= Extracted text =

--- START ---

Industrial production would pick up. Despite demand destruction in the West, the Belt and Road Initiative (BRIA) will promote steady progress on the back of recovery in Southeast Asia, which China is both driving and benefiting from. Less fixed asset investment by the public sector would reduce local governments’ debt pressures.
Chinese investors would return to equity markets, which would also be attractive to overseas investors seeking short-term bargains and long-term diversification. The MSCI China Index heralds the turnaround; it was 24% up in November, compared to only 2% for the S&P 500 Index.
Certainly, domestic challenges will remain tough. Nonetheless, the aging-related reduction of the labor force will be smaller than expected, as the new UN projections attest. Furthermore, the share of investment to GDP likely peaked at 42 percent in the past half a decade, with a gradual decline set to ensue. And thanks to continued reforms and “common prosperity” policies, Chinese catch-up in productivity and per capita incomes has climbed to more than a third of the US level, even as secular growth is decelerating to 4% in the late 2020s. Like in postwar Europe, living standards rise, even though aggregate growth is slowing (Figure 2).

--- END ---

= Exercise tasks =
(1) Copy the stretch from "Industrial production would" through "governments’ debt pressures." in the passage on China's economic outlook, word for word.
(2) According to the passage on China's economic outlook, by how much was the MSCI China Index up in November?

= Dataset records =
--- START ---

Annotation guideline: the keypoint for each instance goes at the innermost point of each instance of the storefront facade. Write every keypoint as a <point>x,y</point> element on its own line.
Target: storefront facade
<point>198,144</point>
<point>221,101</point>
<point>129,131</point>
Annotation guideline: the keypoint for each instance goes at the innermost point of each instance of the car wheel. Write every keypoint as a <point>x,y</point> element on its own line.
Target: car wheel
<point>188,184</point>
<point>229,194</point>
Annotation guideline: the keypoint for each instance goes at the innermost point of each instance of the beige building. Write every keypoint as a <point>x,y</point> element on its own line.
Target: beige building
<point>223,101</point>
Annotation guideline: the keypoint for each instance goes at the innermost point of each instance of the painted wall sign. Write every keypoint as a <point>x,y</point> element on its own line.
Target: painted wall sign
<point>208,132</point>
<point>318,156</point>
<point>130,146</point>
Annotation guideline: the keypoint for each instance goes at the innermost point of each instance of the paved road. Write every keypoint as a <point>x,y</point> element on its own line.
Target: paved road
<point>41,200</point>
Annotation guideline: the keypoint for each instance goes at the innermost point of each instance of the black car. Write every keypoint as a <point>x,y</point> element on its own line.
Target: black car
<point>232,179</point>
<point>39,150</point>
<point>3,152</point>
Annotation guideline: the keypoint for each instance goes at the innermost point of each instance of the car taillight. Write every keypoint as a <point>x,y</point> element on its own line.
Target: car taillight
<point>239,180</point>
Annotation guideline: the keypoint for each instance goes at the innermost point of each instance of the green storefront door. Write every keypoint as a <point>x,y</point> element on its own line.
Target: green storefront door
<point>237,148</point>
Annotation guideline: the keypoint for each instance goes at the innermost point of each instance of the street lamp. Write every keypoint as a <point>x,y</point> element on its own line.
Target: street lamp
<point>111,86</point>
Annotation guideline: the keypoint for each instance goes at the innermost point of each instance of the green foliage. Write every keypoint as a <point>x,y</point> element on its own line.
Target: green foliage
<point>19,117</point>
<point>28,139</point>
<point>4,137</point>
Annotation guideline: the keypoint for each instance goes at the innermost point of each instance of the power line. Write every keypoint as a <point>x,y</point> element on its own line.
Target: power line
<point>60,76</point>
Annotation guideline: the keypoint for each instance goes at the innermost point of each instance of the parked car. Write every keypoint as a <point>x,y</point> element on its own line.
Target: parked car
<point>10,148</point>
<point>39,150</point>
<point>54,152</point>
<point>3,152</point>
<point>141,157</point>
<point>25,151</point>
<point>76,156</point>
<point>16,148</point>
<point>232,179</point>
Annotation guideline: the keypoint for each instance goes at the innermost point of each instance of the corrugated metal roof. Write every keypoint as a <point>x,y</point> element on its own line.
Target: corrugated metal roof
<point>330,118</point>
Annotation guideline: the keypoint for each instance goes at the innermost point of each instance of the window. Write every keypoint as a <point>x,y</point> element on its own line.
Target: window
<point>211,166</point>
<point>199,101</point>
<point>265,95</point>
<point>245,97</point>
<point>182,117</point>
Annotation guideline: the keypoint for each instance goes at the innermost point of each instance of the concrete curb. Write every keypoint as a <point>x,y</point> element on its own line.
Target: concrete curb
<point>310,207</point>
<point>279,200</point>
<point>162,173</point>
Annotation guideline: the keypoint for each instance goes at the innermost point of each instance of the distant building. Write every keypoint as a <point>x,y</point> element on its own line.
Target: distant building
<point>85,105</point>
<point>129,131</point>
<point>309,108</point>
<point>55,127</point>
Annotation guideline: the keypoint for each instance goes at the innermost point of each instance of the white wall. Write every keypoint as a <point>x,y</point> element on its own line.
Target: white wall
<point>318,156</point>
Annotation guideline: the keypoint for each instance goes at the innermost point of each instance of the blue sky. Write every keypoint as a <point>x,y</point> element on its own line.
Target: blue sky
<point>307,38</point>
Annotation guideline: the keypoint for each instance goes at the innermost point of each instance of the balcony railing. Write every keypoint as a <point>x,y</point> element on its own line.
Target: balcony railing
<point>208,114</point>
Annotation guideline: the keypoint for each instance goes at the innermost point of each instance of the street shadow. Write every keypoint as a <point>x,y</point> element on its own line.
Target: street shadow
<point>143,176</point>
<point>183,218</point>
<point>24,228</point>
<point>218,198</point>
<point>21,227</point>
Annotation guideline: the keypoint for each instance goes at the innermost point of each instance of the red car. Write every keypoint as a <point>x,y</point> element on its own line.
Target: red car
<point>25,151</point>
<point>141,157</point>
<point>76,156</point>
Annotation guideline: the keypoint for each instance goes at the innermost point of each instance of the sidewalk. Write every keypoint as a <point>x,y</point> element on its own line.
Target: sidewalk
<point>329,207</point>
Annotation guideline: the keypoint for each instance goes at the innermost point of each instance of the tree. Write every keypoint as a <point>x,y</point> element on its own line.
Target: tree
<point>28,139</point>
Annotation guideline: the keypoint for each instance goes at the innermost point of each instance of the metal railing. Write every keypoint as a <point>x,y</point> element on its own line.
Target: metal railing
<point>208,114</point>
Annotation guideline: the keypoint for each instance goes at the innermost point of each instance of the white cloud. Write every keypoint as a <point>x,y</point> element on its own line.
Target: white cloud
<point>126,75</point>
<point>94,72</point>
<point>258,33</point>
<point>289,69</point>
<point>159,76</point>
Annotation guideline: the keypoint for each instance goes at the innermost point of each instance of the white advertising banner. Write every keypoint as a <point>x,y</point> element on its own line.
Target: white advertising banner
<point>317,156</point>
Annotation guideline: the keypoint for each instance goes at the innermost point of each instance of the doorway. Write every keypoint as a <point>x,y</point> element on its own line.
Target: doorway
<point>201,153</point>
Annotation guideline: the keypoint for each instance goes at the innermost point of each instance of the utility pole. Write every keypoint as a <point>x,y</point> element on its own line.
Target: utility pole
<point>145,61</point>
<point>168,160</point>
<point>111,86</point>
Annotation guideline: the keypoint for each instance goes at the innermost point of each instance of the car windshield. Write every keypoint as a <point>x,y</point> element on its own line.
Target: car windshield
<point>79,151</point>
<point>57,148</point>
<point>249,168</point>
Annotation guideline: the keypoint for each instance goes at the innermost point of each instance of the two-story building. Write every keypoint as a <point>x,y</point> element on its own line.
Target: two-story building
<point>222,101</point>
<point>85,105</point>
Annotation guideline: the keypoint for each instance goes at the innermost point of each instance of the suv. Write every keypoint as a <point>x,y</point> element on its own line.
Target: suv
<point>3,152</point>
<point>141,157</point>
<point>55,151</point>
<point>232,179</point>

--- END ---

= Answers to the tasks =
(1)
Industrial production would pick up. Despite demand destruction in the West, the Belt and Road Initiative (BRIA) will promote steady progress on the back of recovery in Southeast Asia, which China is both driving and benefiting from. Less fixed asset investment by the public sector would reduce local governments’ debt pressures.

(2) 24%